* _What you will do_
Reproduce the part of the items that opens with the line containing "task | point to each instance of the shallow" and runs through the end of the items, both ends included and requests kept, increasing every coordinate in the answers by 94. Leave the pictures out of your reproduction.

>>

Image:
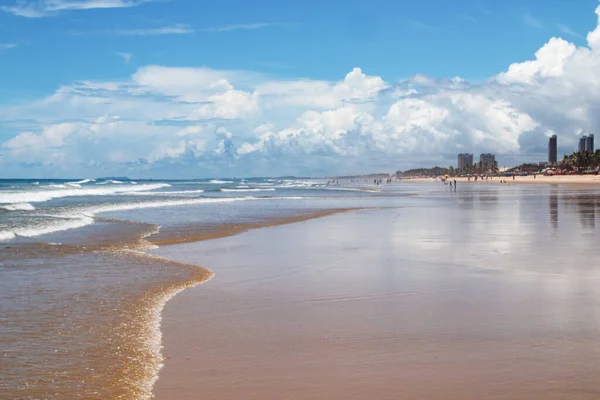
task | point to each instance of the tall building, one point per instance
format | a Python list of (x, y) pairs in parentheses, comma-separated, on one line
[(582, 141), (465, 160), (552, 153), (589, 143), (487, 160)]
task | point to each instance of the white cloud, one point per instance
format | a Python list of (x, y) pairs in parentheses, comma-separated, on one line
[(44, 8), (185, 120), (177, 29)]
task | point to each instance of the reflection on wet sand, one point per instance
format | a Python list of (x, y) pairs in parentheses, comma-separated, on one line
[(448, 302)]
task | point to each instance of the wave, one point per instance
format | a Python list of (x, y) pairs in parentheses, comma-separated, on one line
[(6, 235), (57, 191), (81, 182), (18, 207), (248, 190), (80, 217), (83, 216), (174, 192)]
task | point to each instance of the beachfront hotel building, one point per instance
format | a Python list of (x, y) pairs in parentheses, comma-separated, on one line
[(589, 143), (552, 150), (581, 147), (465, 160), (586, 143), (487, 160)]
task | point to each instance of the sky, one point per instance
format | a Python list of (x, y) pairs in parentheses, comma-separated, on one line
[(192, 89)]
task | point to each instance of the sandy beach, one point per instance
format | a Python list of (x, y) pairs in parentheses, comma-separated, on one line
[(396, 304), (530, 179)]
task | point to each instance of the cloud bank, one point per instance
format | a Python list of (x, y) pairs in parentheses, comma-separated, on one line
[(46, 8), (194, 122)]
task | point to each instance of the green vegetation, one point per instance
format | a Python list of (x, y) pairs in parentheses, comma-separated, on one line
[(477, 168)]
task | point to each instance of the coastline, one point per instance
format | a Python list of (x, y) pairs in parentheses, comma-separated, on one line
[(318, 310), (539, 179)]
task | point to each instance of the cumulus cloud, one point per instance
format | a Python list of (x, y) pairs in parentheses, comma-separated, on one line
[(200, 121)]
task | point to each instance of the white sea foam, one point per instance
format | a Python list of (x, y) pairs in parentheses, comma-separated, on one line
[(18, 206), (174, 192), (6, 235), (81, 182), (57, 191), (80, 217), (55, 226), (249, 190)]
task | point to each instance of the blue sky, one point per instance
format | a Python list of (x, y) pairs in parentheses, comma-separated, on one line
[(292, 87)]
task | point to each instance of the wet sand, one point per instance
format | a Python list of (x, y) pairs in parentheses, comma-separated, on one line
[(490, 296), (539, 179)]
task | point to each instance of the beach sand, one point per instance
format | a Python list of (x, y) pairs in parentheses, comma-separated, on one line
[(530, 179), (394, 304)]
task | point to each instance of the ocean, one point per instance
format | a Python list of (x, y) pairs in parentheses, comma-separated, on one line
[(85, 265), (80, 294)]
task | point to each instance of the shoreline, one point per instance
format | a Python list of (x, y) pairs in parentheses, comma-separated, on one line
[(327, 310), (160, 297), (588, 180)]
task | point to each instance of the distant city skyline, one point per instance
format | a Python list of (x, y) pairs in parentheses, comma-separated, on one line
[(552, 150), (188, 89)]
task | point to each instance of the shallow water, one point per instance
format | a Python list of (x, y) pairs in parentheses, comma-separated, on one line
[(486, 293), (80, 301)]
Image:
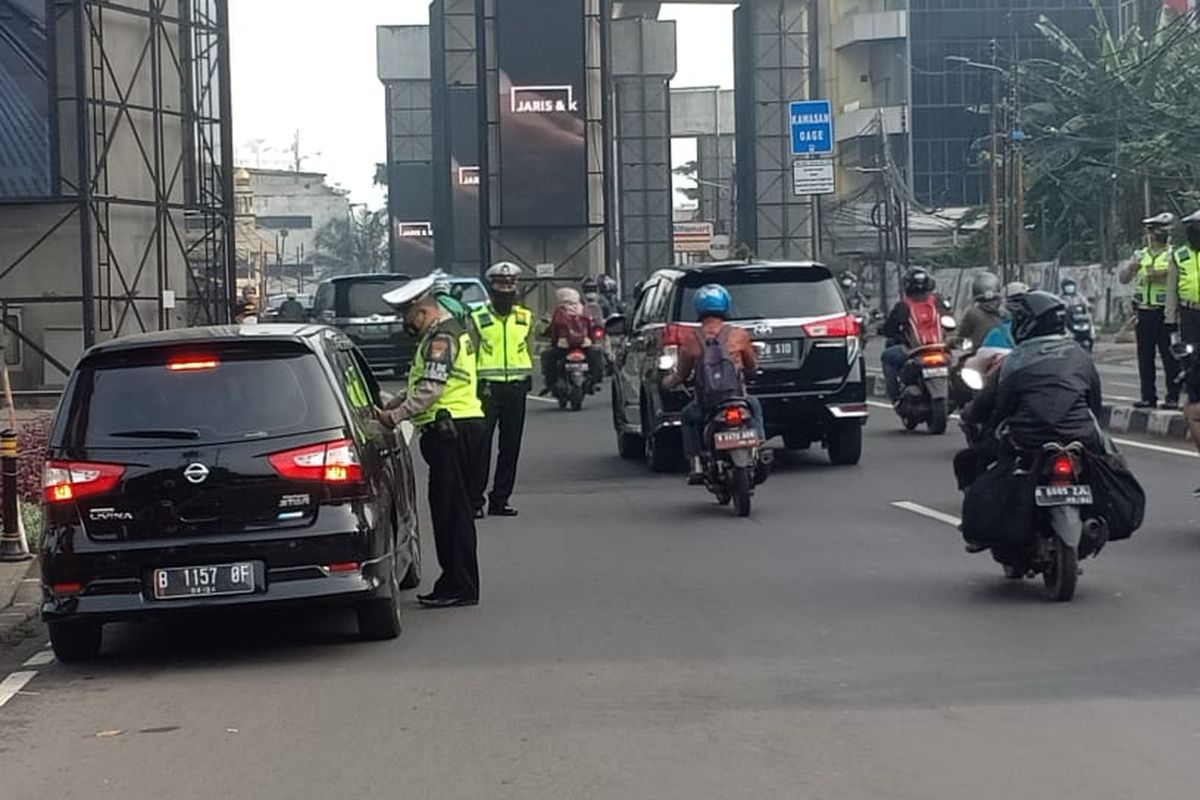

<<

* _Expected output_
task | point to each instance of the shallow water, one point per instance
format | a Python list of (x, y) pairs in parentheses, comma-separated, on one line
[(580, 387), (174, 395)]
Image:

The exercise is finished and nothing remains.